━━ Data ━━

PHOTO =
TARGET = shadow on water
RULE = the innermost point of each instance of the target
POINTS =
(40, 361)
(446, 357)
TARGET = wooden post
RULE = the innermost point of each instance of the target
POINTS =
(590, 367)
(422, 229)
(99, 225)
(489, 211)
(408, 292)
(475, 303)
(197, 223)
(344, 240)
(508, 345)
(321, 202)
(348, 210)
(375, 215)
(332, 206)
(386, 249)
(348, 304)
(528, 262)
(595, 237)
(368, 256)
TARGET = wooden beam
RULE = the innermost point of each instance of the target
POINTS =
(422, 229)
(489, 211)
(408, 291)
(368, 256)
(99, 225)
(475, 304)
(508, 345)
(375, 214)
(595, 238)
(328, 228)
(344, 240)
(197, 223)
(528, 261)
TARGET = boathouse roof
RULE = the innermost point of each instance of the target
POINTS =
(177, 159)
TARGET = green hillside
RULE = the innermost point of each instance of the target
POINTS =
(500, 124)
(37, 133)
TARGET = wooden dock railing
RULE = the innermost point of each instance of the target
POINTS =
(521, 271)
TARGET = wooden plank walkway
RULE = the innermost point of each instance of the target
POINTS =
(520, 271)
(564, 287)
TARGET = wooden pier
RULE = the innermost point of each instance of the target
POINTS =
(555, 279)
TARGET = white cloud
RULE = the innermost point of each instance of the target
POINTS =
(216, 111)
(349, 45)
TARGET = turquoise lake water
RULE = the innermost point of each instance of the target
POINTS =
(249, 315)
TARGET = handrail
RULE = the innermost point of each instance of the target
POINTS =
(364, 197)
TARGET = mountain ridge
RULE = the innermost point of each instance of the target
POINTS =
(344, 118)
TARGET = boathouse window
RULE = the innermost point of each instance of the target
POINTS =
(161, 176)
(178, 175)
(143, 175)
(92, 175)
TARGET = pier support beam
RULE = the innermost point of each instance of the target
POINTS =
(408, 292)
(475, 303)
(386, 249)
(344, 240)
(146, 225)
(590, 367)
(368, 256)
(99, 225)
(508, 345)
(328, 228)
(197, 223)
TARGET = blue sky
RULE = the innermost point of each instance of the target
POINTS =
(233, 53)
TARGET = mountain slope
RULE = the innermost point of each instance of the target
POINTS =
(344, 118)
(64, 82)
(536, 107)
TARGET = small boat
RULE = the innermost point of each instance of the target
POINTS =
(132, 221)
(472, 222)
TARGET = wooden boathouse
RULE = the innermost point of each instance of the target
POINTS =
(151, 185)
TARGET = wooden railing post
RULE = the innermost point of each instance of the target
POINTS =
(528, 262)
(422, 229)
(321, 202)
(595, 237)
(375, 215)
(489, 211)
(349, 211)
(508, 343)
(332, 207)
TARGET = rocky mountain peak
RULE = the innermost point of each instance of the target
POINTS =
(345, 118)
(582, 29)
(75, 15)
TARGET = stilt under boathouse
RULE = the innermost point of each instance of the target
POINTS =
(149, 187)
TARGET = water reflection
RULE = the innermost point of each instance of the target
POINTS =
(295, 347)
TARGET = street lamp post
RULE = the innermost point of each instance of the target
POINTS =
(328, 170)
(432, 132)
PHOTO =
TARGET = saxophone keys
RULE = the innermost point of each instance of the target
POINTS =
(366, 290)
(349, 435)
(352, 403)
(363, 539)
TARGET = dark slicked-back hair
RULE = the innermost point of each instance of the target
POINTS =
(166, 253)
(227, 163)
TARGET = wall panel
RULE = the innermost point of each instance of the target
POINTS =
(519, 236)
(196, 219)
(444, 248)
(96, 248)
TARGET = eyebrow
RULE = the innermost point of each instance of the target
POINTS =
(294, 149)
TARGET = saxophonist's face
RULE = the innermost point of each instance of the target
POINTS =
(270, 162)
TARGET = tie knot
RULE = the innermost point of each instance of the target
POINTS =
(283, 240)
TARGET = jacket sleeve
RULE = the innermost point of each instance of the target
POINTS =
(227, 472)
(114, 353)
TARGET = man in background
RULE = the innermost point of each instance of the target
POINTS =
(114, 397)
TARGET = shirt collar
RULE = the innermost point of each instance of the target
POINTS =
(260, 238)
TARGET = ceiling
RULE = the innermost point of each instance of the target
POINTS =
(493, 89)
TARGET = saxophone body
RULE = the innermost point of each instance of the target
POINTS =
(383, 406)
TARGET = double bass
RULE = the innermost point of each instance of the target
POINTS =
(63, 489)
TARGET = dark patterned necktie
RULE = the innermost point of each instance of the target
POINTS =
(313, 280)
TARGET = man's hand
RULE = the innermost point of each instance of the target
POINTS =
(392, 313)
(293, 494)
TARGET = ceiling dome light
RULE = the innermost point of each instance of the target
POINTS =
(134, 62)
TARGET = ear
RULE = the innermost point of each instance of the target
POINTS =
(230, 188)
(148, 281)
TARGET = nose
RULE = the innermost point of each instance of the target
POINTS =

━━━

Description of the task: Rewrite all of the data above as a numbered list, one line per item, leaving out any blank lines.

Correct output:
1. PHOTO =
2. TARGET = shadow on water
3. RULE = the innermost point of each instance of the target
4. POINTS =
5. (40, 361)
6. (446, 357)
7. TARGET = wooden post
8. RULE = the innermost point of each instance of the target
9. POINTS =
10. (590, 367)
11. (422, 229)
12. (99, 225)
13. (489, 211)
14. (408, 292)
15. (475, 303)
16. (197, 223)
17. (344, 240)
18. (508, 345)
19. (321, 202)
20. (348, 210)
21. (375, 215)
22. (332, 206)
23. (386, 249)
24. (348, 304)
25. (528, 262)
26. (595, 237)
27. (368, 256)
28. TARGET = wooden beam
29. RULE = the innermost point of each instance of the target
30. POINTS =
31. (422, 229)
32. (489, 211)
33. (408, 291)
34. (368, 256)
35. (99, 225)
36. (475, 304)
37. (508, 345)
38. (375, 214)
39. (595, 238)
40. (328, 228)
41. (344, 240)
42. (197, 223)
43. (528, 261)
44. TARGET = boathouse roof
45. RULE = the innermost point of each instance of the target
46. POINTS =
47. (177, 159)
48. TARGET = green hillside
49. RULE = the innermost point of each instance of the target
50. POINTS =
51. (500, 124)
52. (37, 133)
53. TARGET = wooden dock railing
54. RULE = the innermost point of each instance of the target
55. POINTS =
56. (521, 271)
57. TARGET = wooden plank walkway
58. RULE = the innermost point of each instance of the target
59. POINTS =
60. (520, 271)
61. (564, 287)
62. TARGET = wooden pier
63. RULE = the innermost point of each instance of the target
64. POINTS =
65. (555, 279)
66. TARGET = white cloud
67. RULE = the innermost point of each instance of the target
68. POINTS =
69. (216, 111)
70. (349, 45)
71. TARGET = turquoise lake water
72. RULE = the innermost point of each instance of the target
73. POINTS =
74. (249, 315)
75. TARGET = handrail
76. RULE = the innermost point of each instance of the target
77. POINTS =
78. (364, 197)
79. TARGET = mountain ridge
80. RULE = the innermost point of each instance of the target
81. POINTS =
82. (344, 118)
83. TARGET = boathouse window
84. RULE = the innermost point of each instance of the target
85. POINTS =
86. (161, 176)
87. (178, 175)
88. (143, 175)
89. (92, 175)
90. TARGET = pier support beam
91. RULE = the innermost point of each instance of the target
92. POINTS =
93. (408, 292)
94. (475, 303)
95. (386, 249)
96. (344, 240)
97. (146, 225)
98. (590, 367)
99. (368, 256)
100. (99, 225)
101. (508, 345)
102. (328, 228)
103. (197, 223)
104. TARGET = blue sky
105. RULE = the innermost point of each instance of the target
106. POINTS =
107. (233, 53)
108. TARGET = mountain slope
109. RULE = the innermost point of each instance of the target
110. POINTS =
111. (344, 118)
112. (64, 82)
113. (536, 107)
114. TARGET = small boat
115. RULE = the innermost point of each instance of the target
116. POINTS =
117. (132, 221)
118. (472, 222)
119. TARGET = wooden boathouse
120. RULE = the innermost point of each instance of the target
121. POINTS =
122. (151, 185)
123. TARGET = wooden railing post
124. RULE = the innermost point of each instance of the target
125. POINTS =
126. (528, 262)
127. (422, 229)
128. (321, 202)
129. (595, 237)
130. (375, 215)
131. (489, 211)
132. (349, 211)
133. (508, 343)
134. (332, 207)
135. TARGET = rocky mountain peak
136. RULE = the innermost point of each instance of the target
137. POINTS =
138. (345, 118)
139. (582, 29)
140. (75, 15)
141. TARGET = stilt under boathouse
142. RULE = the innermost point of each instance of the target
143. POINTS =
144. (149, 187)
145. TARGET = water reflection
146. RULE = the innermost point of each instance of the target
147. POINTS =
148. (295, 347)
149. TARGET = street lamp post
150. RULE = the innermost point of each instance of the target
151. POINTS =
152. (328, 170)
153. (432, 132)
154. PHOTO =
155. TARGET = saxophone keys
156. RULE = the innermost point of each instance of the target
157. POINTS =
158. (366, 290)
159. (349, 435)
160. (352, 403)
161. (363, 539)
162. TARGET = dark slicked-back hair
163. RULE = the innermost point of each instance of the target
164. POINTS =
165. (166, 253)
166. (227, 163)
167. TARGET = wall panel
168. RULE = the innermost point of each instance of the target
169. POINTS =
170. (519, 236)
171. (196, 219)
172. (444, 248)
173. (96, 248)
174. TARGET = eyebrow
175. RULE = the innermost point of each instance of the target
176. POINTS =
177. (294, 149)
178. TARGET = saxophonist's face
179. RULE = the innermost point of each instance of the target
180. POINTS =
181. (270, 162)
182. TARGET = tie knot
183. RULE = the innermost point of each instance of the target
184. POINTS =
185. (283, 240)
186. TARGET = jacket sleeve
187. RULE = the innermost point of each instance of the target
188. POINTS =
189. (227, 472)
190. (114, 353)
191. TARGET = man in background
192. RULE = the innermost point of each instance of the target
193. POINTS =
194. (114, 397)
195. TARGET = shirt collar
196. RULE = the innermost point of each instance of the target
197. POINTS =
198. (260, 238)
199. TARGET = ceiling
200. RULE = the innermost point of each instance of the target
201. POINTS =
202. (493, 89)
203. TARGET = saxophone body
204. RULE = the innermost point of each instance of the target
205. POINTS =
206. (383, 406)
207. TARGET = double bass
208. RULE = the innermost point of each instance of the target
209. POINTS =
210. (63, 489)
211. TARGET = dark patterned necktie
212. RULE = the innermost point of each instance of the target
213. POINTS =
214. (313, 280)
215. TARGET = man's hand
216. RULE = the innermost point of each instance of the target
217. POINTS =
218. (392, 313)
219. (293, 494)
220. TARGET = ceiling dome light
221. RULE = the innermost point of each instance of the target
222. POINTS =
223. (134, 62)
224. TARGET = ear
225. RULE = the innermost point of each instance of the target
226. POINTS =
227. (230, 188)
228. (148, 281)
229. TARGET = nose
230. RULE = the innermost point of each instance of the target
231. POINTS =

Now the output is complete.